#### Work to be completed
Return exactly the lines of the entries that start at the line containing "Would you be able to indicate the black bird perched" and continue to the last line. Omit the pictures.
-- Raw records start --
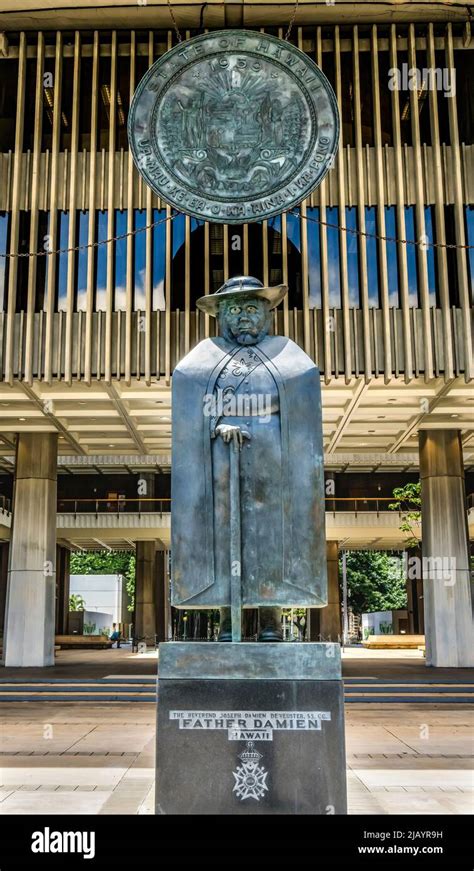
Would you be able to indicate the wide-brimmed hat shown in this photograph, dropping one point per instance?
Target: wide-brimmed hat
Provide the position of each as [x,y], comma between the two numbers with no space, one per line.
[243,287]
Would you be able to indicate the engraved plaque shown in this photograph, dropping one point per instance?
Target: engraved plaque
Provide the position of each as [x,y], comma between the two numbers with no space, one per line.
[233,126]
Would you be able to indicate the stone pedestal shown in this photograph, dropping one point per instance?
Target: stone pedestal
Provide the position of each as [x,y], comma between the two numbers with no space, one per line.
[446,559]
[30,607]
[250,729]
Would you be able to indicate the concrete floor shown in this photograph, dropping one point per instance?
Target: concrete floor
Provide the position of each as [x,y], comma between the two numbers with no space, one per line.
[356,662]
[86,758]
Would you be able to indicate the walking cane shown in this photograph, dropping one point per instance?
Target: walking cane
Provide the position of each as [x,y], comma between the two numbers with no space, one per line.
[235,541]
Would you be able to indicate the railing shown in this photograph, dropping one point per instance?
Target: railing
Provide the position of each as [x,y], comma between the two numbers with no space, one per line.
[143,505]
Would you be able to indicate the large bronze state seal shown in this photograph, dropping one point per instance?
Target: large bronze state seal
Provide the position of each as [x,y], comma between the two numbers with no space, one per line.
[233,126]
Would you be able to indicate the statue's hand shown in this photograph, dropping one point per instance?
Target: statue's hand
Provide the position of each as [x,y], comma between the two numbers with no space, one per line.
[233,434]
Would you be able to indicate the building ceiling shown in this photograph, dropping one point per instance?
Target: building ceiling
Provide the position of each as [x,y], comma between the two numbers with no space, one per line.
[128,427]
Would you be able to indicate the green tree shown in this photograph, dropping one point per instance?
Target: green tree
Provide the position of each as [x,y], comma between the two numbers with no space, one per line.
[76,602]
[408,502]
[107,562]
[375,581]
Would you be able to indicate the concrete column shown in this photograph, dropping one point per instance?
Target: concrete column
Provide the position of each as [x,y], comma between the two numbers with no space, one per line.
[325,624]
[330,622]
[445,546]
[145,586]
[4,548]
[160,594]
[62,589]
[30,607]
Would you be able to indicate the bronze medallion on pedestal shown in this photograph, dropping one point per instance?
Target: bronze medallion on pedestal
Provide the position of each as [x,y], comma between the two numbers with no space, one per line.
[233,126]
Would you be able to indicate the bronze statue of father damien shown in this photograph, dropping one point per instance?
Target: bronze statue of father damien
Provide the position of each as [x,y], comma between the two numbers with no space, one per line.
[257,396]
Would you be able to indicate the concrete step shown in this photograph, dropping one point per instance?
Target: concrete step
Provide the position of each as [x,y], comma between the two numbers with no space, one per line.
[143,689]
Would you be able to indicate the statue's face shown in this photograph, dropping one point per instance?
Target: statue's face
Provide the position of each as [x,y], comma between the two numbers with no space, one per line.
[244,321]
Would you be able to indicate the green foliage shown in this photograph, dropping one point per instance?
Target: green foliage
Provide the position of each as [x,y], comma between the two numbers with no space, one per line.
[107,562]
[408,501]
[76,602]
[375,581]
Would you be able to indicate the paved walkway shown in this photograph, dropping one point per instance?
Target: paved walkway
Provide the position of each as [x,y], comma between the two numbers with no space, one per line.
[91,759]
[94,758]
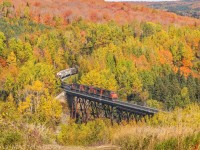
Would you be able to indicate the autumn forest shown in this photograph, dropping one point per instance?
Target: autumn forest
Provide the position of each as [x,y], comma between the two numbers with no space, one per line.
[149,57]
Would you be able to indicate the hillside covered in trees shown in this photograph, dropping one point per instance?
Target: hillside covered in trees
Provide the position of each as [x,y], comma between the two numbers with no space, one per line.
[155,64]
[183,7]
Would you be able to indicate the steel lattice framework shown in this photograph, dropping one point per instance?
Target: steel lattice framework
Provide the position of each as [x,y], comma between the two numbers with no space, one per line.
[84,107]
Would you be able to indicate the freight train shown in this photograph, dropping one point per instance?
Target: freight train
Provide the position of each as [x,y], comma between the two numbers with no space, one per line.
[94,91]
[67,72]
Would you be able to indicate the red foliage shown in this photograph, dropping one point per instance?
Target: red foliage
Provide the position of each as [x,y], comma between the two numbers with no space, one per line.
[102,11]
[3,62]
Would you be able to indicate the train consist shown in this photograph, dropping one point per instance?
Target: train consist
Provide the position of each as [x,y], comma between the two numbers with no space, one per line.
[67,72]
[111,95]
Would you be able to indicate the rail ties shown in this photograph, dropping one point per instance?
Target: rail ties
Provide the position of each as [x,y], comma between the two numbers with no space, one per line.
[117,103]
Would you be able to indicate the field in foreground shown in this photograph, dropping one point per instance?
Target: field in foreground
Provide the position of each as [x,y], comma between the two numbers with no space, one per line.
[168,130]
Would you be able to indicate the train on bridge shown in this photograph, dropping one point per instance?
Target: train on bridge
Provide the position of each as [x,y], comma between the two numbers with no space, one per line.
[91,90]
[66,73]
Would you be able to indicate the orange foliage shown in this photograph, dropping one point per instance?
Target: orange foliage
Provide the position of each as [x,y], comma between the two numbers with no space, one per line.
[2,62]
[187,63]
[142,62]
[165,57]
[185,70]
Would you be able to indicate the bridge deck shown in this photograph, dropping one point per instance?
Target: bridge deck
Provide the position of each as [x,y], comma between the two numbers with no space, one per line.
[133,108]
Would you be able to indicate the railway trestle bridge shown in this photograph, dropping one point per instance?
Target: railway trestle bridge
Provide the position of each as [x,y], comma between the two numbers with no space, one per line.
[85,107]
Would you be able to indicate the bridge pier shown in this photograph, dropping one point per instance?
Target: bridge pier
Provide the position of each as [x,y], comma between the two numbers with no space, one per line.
[83,110]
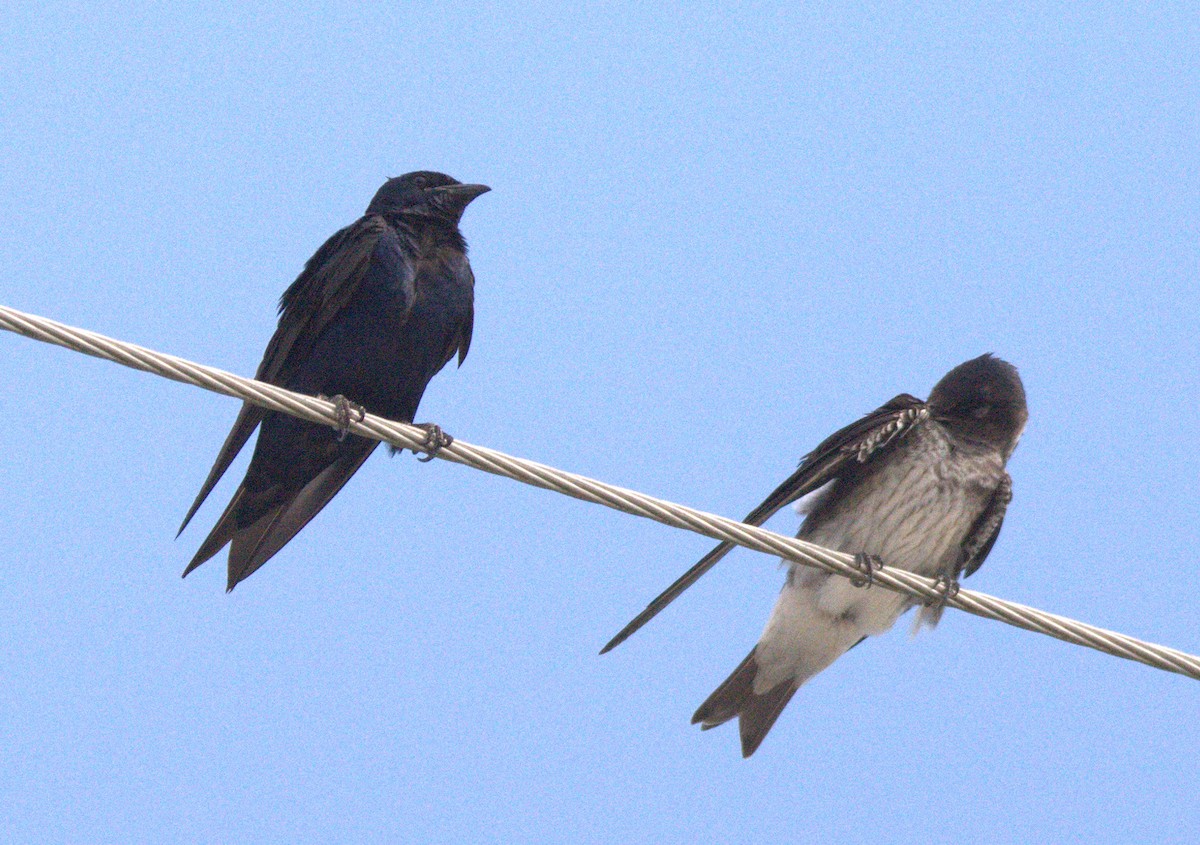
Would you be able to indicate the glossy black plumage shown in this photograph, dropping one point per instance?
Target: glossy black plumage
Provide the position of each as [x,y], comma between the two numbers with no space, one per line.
[379,309]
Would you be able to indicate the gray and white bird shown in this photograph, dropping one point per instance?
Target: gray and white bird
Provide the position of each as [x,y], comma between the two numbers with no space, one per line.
[916,485]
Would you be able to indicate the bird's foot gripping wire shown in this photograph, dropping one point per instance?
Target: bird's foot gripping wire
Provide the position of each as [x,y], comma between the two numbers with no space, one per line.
[435,441]
[867,564]
[343,408]
[946,587]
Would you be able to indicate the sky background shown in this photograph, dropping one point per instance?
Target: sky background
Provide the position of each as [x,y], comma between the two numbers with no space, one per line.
[713,239]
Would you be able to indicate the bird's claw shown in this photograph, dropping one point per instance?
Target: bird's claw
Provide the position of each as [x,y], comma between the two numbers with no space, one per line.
[867,564]
[947,587]
[435,441]
[343,408]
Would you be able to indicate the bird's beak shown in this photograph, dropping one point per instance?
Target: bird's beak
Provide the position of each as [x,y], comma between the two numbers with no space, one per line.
[457,196]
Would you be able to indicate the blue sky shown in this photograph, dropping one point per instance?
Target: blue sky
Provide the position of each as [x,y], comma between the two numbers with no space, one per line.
[713,239]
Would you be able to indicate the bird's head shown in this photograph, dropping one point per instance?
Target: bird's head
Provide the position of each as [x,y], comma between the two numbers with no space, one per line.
[425,193]
[982,400]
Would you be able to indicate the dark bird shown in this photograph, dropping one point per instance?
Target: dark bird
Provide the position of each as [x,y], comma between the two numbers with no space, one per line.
[915,485]
[378,310]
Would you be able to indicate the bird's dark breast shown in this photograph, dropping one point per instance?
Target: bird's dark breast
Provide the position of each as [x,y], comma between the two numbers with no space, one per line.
[381,353]
[389,342]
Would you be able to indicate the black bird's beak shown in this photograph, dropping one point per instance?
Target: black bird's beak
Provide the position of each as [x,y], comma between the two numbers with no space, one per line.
[456,197]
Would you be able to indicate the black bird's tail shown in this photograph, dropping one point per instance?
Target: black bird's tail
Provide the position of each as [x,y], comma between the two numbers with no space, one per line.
[256,531]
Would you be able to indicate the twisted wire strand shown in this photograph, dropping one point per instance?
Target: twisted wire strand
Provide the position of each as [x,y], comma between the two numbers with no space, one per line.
[591,490]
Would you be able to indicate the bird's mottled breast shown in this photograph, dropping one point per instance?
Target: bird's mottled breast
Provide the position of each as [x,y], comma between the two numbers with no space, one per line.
[915,505]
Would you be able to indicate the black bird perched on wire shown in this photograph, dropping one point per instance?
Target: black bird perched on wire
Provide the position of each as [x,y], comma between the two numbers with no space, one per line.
[378,310]
[915,485]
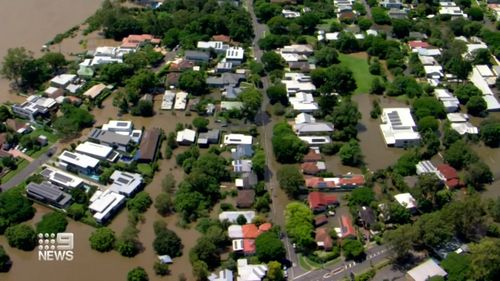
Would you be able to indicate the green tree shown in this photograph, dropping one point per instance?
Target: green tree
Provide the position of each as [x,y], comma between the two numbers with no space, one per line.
[291,180]
[490,133]
[476,106]
[200,123]
[350,154]
[163,203]
[5,262]
[298,224]
[193,82]
[137,274]
[353,249]
[102,239]
[140,203]
[326,56]
[269,247]
[465,91]
[54,222]
[14,62]
[272,61]
[21,236]
[485,259]
[362,196]
[274,271]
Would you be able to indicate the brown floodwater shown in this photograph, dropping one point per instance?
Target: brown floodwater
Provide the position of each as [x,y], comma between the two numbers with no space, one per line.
[31,23]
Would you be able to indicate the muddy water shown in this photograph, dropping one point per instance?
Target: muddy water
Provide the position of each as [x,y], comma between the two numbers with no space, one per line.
[377,154]
[31,23]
-- Raw records end --
#### Problem solution
Would you be able to indicate the black bird perched on wire shown in this photograph, dropping one point per instance?
Target: black bird perched on wire
Provide the position of each as [x,y], comma between the two numbers with no space, one per line.
[378,310]
[915,485]
Would you be able to indicate the green tree shown in this photograph, dropping one point per instance?
Target: green tree
Provide the position of each as [x,y], comma between the two numbers with no space, one per line.
[291,180]
[490,133]
[476,106]
[200,123]
[350,154]
[163,203]
[5,262]
[298,224]
[193,82]
[137,274]
[353,249]
[102,239]
[140,203]
[326,56]
[269,247]
[465,91]
[54,222]
[14,62]
[272,61]
[21,236]
[485,259]
[362,196]
[274,271]
Would you be able to indicate the brown floodwater shown in this photograph, dropping one point per instance?
Target: brown floodwater
Provide the position of each as [x,y], comma between the two numbers with no space, one per line.
[31,23]
Would you be able to indicate the muddy water shown in this photograph, dropping one point per instance?
Target: muddy water
Provide the position of each as [x,y], comma between the two numbers with no space, one per line.
[377,154]
[31,23]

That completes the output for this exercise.